[Collected data]
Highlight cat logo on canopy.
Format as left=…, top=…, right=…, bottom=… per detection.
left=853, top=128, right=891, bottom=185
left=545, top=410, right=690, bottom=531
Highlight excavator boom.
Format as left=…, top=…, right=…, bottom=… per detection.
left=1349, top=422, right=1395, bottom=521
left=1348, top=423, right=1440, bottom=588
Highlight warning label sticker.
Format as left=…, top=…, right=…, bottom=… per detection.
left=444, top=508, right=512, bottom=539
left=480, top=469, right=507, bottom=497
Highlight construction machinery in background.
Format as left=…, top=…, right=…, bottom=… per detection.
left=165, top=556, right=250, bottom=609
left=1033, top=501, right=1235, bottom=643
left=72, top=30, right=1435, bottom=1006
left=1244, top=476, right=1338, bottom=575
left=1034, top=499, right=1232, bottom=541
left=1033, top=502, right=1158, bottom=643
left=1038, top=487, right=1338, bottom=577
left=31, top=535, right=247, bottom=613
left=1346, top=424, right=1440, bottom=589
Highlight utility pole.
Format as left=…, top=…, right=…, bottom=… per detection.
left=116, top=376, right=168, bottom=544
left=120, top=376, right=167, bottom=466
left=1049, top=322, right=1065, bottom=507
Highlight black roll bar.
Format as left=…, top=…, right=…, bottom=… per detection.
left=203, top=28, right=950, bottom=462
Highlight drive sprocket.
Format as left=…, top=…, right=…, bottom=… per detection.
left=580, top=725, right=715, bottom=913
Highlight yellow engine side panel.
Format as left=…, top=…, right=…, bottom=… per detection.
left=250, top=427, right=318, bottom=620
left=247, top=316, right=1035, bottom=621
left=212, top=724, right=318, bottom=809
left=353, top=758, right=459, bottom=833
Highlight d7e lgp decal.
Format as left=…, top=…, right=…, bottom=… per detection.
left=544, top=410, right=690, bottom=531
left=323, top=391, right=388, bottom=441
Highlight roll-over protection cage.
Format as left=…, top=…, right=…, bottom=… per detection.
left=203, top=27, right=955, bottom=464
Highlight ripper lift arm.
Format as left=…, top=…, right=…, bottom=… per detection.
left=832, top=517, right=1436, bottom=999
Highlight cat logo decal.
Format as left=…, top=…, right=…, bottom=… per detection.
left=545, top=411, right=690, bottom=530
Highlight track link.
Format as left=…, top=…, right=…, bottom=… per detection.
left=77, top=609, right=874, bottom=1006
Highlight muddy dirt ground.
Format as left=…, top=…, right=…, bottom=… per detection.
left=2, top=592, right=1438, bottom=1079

**YOUR OBJECTIVE**. Copy every line where the word "logo" is present in the entries above.

**ANSWER FOR THE TASK**.
Highlight cat logo on canopy.
Highlight cat logo decal.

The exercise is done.